**TASKS TO COMPLETE**
1. From the ingredient list in the falafel recipe, give each ingredient with the quantity stated for it.
2. Continue the falafel recipe from the point where it stops.

**PAGE EXTRACT**
This is absolutely my take on falafel. Falafel is a vegetarian patty originally made with either chickpeas, fava beans or a combination of both. Mine is made with chickpeas and is gluten free. Falafel has been around for centuries, and with good reason. High in protein and economical to make, falafel is a great staple to add to your culinary arsenal. Yes, it has carbs, but is high in fiber, and has tons of good vitamins and minerals, especially if you use fresh spices.
Common in the middle east, falafel is now international, and can be found in almost any major city in all countries. Note you have to soak beans overnight, so start this a day ahead. And don’t think you can used canned ones, it will not work…
see below for nutrition info
2 cups dried chickpeas (also known as garbanzo beans)
¼ cup fresh flat leaf parsley, stems removed
¼ cup fresh cilantro (if you hate cilantro, skip it and double the parsley)

**DATASET ENTRIES**

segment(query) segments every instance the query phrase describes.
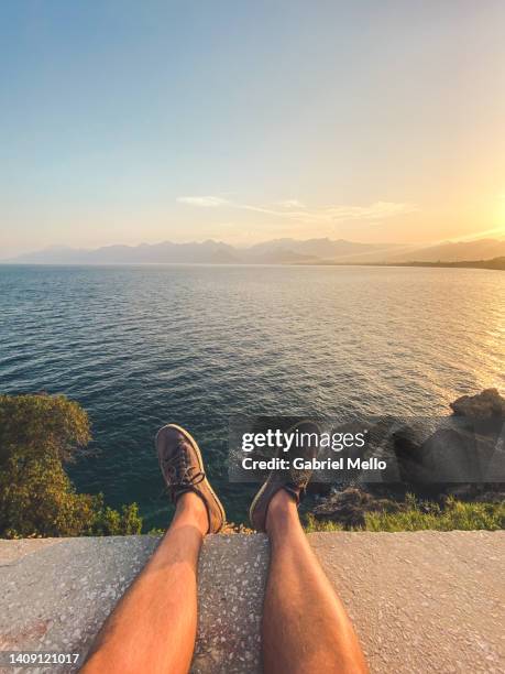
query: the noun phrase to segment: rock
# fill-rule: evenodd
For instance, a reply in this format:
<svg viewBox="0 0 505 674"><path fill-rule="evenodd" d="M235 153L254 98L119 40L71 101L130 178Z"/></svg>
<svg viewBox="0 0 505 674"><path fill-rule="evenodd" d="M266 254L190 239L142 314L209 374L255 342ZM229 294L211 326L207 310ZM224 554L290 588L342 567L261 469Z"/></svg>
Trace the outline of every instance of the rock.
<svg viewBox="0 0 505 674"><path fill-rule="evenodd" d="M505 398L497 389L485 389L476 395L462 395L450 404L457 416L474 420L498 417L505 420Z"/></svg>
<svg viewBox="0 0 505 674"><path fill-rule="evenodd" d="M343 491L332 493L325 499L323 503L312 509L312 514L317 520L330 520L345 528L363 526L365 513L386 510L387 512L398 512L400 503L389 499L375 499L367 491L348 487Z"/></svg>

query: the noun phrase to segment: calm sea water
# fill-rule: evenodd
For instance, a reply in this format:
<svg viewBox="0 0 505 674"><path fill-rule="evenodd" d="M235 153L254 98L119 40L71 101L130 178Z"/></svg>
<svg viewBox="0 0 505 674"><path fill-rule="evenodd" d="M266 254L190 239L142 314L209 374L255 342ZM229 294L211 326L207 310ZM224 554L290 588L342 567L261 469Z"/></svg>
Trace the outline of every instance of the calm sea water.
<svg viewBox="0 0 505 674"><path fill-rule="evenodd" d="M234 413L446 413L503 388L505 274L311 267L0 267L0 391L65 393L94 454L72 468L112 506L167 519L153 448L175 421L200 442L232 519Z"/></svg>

...

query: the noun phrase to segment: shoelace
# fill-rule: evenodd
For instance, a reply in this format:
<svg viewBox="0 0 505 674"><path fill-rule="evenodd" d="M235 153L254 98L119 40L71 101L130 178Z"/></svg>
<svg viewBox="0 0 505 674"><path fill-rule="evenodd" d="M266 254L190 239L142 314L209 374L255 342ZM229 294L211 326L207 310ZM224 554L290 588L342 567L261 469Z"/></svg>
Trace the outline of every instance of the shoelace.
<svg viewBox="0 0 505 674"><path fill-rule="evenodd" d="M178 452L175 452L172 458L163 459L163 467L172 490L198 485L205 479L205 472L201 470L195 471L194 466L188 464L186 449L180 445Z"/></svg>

* * *

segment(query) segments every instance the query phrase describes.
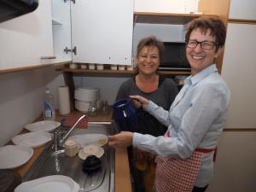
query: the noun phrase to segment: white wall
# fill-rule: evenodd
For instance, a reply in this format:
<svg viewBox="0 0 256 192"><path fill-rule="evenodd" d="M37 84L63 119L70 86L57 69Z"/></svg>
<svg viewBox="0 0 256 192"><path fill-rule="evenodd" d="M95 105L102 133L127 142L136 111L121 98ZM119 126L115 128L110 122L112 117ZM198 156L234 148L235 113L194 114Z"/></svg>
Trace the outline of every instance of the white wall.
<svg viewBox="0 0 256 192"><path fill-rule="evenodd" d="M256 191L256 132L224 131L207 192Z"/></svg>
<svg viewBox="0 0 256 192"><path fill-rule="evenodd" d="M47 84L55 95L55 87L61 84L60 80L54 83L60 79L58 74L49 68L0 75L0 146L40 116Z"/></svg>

**ANSWERS FOR EACH ITEM**
1.
- 2 cups dried chickpeas (also known as garbanzo beans)
- ¼ cup fresh flat leaf parsley, stems removed
- ¼ cup fresh cilantro

2.
¼ cup fresh mint leaves
3 cloves garlic
2 tsp. ground coriander
½ T ground sumac (add juice of ½ lemon if you don’t have sumac)
1 tsp. sriracha sauce or ¼ tsp. cayenne pepper
½ tsp. ground cardamon
1¾ tsp. sea salt (regular salt works too)
1 medium yellow onion, quartered
2 T coconut flour
You will need coconut oil or olive oil for sauteing.
To prepare: Put the beans in a bowl or large glass measuring cup and fill with water 4 inches ABOVE the level of the top of the beans. Soak overnight. When ready to make the filling, drain and rinse the beans. You will want 4 or 5 cups of soaked beans. I used 5 cups for the recipe above.
Put ALL the ingredients in a food processor and pulse it until it has equalized the size of all the ingredients and looks like gritty paste, but don’t go as far as pureeing it. If it is too dry, you can add 1-2 T of water, but not more.
Put in the refrigerator and let the flavors come together for 2-24 hours. This will keep in the refrigerator for 48 hrs.
Melt a generous amount of coconut or olive oil in a skillet (I use ceramic non-stick) so that there is a completely covered cooking surface that is ¼ inch “deep”. You will probably need to add more with each batch. Place the flame on medium and warm the oil. When it is ready, form the patties or balls. You don’t want to have to place them anywhere, they should go from forming right to the skillet. (don’t make ahead of time, you’ll read why in next paragraph).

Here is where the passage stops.